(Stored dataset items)
--- Start ---

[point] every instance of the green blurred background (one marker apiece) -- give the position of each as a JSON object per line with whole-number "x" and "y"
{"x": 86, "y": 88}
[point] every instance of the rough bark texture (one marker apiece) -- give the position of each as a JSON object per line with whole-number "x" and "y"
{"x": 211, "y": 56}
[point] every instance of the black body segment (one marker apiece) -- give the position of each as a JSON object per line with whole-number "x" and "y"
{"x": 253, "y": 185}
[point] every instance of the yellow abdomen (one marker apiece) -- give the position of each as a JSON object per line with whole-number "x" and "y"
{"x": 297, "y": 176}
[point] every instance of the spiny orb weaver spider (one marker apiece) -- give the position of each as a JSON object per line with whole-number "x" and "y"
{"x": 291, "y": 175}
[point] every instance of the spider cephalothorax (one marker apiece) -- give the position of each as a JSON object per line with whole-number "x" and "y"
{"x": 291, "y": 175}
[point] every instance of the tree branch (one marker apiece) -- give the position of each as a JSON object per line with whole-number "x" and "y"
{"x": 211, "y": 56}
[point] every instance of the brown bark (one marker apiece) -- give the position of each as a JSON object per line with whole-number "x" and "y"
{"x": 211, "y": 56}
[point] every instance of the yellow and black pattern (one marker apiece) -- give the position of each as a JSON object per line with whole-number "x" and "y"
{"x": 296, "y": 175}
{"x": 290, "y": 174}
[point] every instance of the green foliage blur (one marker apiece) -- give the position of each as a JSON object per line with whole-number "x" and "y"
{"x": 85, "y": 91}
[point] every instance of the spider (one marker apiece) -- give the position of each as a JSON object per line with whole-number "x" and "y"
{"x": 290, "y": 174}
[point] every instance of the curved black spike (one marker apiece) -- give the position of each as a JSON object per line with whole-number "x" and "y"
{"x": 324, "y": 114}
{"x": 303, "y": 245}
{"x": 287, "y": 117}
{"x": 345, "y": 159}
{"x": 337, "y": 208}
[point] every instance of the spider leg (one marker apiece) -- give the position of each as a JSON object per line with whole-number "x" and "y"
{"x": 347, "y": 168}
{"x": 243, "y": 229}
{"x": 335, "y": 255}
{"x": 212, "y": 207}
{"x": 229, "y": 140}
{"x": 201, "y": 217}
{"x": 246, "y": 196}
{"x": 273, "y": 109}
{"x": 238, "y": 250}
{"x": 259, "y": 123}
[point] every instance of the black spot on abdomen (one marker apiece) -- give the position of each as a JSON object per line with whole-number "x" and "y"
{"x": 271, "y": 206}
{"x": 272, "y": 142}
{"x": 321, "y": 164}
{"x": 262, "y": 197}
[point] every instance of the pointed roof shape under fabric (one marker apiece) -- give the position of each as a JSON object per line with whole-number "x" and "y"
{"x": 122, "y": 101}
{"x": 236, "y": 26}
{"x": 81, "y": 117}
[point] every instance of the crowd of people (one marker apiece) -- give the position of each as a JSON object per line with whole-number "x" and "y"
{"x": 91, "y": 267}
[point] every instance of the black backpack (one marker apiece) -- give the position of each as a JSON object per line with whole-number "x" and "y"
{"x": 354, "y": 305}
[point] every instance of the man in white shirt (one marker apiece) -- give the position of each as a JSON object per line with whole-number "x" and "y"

--- End ---

_GIVEN TASK_
Only the lines from the one containing "[point] every instance of the black spot" through the end of the entries above belong in the answer; repeat them exactly.

_TASK ANSWER_
[point] every instance of the black spot on abdomen (one marker apiece) -- give the position of each as a JSON object per line with whole-number "x" and "y"
{"x": 271, "y": 206}
{"x": 272, "y": 142}
{"x": 321, "y": 164}
{"x": 262, "y": 197}
[point] every instance of the pointed roof shape under fabric (one marker apiece) -- give the position of each as a JSON object per line with whole-number "x" and "y"
{"x": 122, "y": 101}
{"x": 236, "y": 26}
{"x": 81, "y": 117}
[point] every instance of the crowd of people (one marker apiece) -- give the position of each as a JSON object per line with whole-number "x" and "y"
{"x": 91, "y": 267}
[point] every instance of the black backpack (one marker apiece) -- give the position of each as a JSON object per line with whole-number "x" and "y"
{"x": 354, "y": 305}
[point] every instance of the man in white shirt (one marker apiece) -- give the position of each as a JSON object per line with whole-number "x" and "y"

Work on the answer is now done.